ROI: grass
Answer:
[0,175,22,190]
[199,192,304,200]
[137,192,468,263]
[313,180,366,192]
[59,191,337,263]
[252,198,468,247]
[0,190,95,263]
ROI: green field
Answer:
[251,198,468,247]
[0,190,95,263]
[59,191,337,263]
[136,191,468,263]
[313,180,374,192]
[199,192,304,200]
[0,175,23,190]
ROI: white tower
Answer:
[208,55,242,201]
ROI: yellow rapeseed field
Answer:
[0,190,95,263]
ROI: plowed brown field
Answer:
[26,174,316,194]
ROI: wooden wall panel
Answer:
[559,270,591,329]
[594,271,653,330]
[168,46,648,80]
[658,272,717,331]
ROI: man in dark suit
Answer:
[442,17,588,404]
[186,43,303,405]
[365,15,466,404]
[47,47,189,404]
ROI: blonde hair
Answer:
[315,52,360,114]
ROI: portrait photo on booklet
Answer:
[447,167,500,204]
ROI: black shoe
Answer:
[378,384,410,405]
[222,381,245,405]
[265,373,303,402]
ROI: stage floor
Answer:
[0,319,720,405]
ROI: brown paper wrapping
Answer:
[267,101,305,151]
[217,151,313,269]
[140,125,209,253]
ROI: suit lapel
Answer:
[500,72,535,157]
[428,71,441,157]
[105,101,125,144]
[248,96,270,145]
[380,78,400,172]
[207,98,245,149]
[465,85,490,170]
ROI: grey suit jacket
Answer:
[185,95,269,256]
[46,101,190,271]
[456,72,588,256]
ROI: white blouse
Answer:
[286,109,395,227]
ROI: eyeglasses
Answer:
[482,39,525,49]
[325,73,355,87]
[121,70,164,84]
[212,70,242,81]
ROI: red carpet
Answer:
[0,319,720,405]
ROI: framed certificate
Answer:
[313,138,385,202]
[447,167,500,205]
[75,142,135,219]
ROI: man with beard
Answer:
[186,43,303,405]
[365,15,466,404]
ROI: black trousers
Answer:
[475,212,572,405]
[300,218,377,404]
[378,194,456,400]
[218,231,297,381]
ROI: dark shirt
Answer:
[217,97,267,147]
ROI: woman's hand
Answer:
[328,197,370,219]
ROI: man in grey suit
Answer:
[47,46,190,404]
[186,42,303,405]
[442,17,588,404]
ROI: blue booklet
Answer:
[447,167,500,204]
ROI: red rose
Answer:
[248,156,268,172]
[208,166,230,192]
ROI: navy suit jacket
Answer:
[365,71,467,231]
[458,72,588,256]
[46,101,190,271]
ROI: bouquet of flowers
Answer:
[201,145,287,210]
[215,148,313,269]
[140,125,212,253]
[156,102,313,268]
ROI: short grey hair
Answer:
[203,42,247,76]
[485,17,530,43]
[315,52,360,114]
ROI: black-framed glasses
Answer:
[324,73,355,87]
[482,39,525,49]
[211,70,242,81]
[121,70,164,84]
━━━━━━━━━━
__What to do__: Can you write out the part of the records above that opens with their first line and closes with the line containing "[658,272,717,331]", keeping every line but shifting each bounding-box coordinate in the answers up by 85?

__Answer to this exercise__:
ROI: grass
Answer:
[85,260,107,275]
[284,277,389,285]
[222,277,553,348]
[398,265,451,277]
[144,276,422,348]
[337,283,553,332]
[85,275,180,348]
ROI: green field
Answer:
[336,283,553,332]
[85,275,180,348]
[144,276,422,348]
[221,276,553,348]
[398,265,459,277]
[284,277,389,285]
[85,260,108,275]
ROI: white tower
Answer:
[293,140,327,286]
ROI: yellow rapeseed field
Answer:
[85,275,180,348]
ROI: plowed brown field
Answer:
[111,259,401,279]
ROI: wooden wall panel
Answer:
[644,355,676,414]
[679,356,738,415]
[253,131,733,165]
[743,357,802,416]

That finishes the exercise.